- Task to carry out: Scan the records for the word "stone". Return each line where it is found.

- Records from a collection:
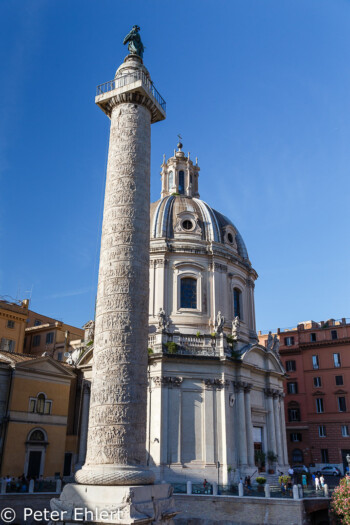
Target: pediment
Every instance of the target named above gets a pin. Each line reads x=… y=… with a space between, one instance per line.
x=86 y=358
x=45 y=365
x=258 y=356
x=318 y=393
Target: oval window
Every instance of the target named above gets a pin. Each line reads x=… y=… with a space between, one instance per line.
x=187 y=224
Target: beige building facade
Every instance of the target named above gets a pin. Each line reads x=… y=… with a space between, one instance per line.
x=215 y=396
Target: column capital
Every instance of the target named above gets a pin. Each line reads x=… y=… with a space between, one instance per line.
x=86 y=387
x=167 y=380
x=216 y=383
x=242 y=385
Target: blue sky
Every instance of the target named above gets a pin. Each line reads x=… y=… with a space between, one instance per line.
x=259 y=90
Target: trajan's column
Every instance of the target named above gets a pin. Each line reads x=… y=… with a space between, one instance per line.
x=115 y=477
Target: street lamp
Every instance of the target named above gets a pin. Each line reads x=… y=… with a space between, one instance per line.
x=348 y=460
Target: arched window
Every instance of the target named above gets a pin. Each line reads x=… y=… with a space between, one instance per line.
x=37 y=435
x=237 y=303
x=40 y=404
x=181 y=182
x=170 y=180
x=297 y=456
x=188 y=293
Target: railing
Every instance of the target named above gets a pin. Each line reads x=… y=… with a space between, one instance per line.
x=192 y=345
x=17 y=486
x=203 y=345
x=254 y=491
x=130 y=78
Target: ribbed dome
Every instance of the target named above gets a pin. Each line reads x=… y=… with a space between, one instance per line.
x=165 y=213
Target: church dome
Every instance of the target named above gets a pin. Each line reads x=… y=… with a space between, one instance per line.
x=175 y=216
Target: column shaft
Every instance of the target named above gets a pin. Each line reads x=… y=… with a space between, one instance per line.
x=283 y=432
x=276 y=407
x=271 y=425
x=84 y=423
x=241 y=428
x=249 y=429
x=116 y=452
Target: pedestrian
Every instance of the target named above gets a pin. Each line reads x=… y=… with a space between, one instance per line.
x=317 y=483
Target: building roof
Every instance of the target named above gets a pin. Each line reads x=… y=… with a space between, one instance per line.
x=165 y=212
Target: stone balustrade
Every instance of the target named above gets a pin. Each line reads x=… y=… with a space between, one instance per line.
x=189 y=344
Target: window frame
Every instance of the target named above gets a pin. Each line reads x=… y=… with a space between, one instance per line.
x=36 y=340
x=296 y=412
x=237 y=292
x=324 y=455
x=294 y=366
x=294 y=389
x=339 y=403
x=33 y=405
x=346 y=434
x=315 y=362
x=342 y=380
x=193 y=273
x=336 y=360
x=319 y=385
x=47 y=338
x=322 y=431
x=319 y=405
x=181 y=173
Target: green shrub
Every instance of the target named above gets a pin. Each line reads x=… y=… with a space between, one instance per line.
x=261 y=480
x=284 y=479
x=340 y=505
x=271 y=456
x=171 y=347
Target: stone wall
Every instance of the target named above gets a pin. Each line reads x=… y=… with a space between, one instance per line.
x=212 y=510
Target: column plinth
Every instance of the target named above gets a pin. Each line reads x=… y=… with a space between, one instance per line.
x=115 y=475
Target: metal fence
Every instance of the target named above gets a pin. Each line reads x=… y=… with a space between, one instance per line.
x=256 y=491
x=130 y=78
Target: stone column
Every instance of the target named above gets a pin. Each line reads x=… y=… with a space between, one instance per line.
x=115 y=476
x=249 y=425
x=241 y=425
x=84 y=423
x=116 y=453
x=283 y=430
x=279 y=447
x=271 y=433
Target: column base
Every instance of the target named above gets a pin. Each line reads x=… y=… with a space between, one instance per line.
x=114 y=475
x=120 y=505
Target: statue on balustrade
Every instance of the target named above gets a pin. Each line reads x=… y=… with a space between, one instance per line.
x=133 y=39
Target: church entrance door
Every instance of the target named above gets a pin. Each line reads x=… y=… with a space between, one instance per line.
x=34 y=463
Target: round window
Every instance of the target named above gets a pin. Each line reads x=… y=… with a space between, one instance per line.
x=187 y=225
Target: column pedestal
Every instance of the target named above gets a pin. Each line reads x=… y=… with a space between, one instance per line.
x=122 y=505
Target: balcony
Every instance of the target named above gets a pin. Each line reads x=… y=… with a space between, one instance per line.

- Problem solution:
Target: stone balustrade
Target: stone wall
Target: stone column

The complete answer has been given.